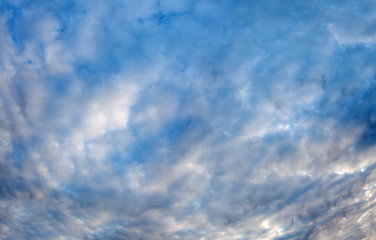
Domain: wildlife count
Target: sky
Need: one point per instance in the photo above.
(188, 119)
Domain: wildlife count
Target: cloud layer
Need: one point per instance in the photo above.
(187, 119)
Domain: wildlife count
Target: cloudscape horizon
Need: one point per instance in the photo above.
(187, 119)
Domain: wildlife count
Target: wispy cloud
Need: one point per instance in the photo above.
(187, 120)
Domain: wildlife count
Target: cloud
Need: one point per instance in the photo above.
(187, 120)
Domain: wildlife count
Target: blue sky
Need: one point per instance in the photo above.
(210, 119)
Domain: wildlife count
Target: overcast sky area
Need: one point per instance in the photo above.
(187, 119)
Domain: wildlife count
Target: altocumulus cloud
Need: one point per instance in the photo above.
(210, 119)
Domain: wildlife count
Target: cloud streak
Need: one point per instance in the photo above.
(187, 120)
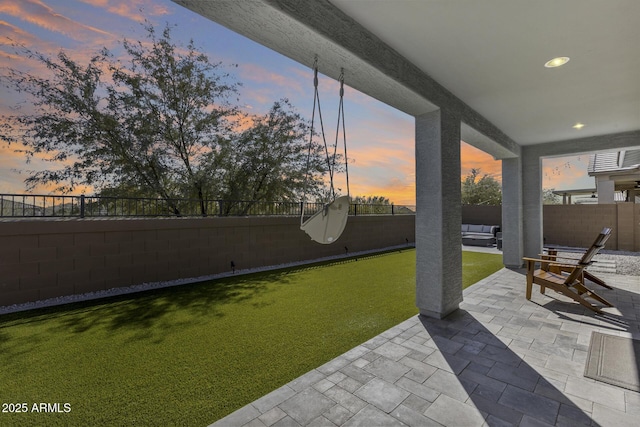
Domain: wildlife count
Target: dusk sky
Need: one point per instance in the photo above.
(379, 138)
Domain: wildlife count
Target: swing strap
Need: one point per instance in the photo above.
(331, 160)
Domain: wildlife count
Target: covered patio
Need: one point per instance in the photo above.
(499, 360)
(472, 71)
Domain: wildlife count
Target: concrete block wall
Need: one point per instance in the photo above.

= = = =

YOUR TASK – Turn every item above into a Markdown table with two columns, "Row" for the line number and "Text" for the line itself, skipping blank lines and leaving out the pictures.

OUTPUT OF THE EXERCISE –
| Row | Text |
|---|---|
| 1 | Domain: wildlife count |
| 2 | Target: sky |
| 3 | Need: one point per instance in the photo above. |
| 4 | (188, 119) |
| 5 | Domain: wildlife count |
| 6 | Target: cloud layer |
| 7 | Need: one point per instance in the photo above. |
| 8 | (187, 119) |
| 9 | Domain: wildlife count |
| 10 | Target: cloudscape horizon |
| 11 | Need: one point per instance in the photo above. |
| 12 | (187, 119) |
| 13 | Domain: wildlife count |
| 14 | Target: wispy cloud |
| 15 | Need: one point per instance in the photo above. |
| 16 | (187, 120) |
| 17 | Domain: wildlife count |
| 18 | Target: cloud |
| 19 | Need: one point per instance in the photo above. |
| 20 | (187, 120) |
| 21 | Domain: wildlife count |
| 22 | Target: blue sky |
| 23 | Need: one point per instance in the photo above. |
| 24 | (210, 119) |
| 25 | Domain: wildlife count |
| 26 | Target: overcast sky area |
| 27 | Need: one point per instance in the photo above. |
| 28 | (187, 119) |
| 29 | Domain: wildlife count |
| 30 | Target: altocumulus cloud |
| 31 | Need: one point per instance in the photo above. |
| 32 | (210, 119) |
| 33 | Domain: wildlife count |
| 34 | Target: cloud streak |
| 35 | Need: one point per instance in the photo above. |
| 36 | (187, 120) |
| 37 | Domain: wildlife count |
| 38 | Target: dusk sky |
| 39 | Need: one point per instance in the photo above. |
| 40 | (379, 138) |
| 41 | Domain: wildlife count |
| 42 | Target: swing strap |
| 43 | Need: one point per instance in the photo above. |
| 44 | (331, 160) |
| 45 | Domain: wildlife count |
| 46 | Target: covered patio |
| 47 | Need: one point per instance in the photo above. |
| 48 | (499, 360) |
| 49 | (472, 71) |
| 50 | Domain: wildlife count |
| 51 | Target: concrete block wall |
| 52 | Need: one point per instance in the photo above. |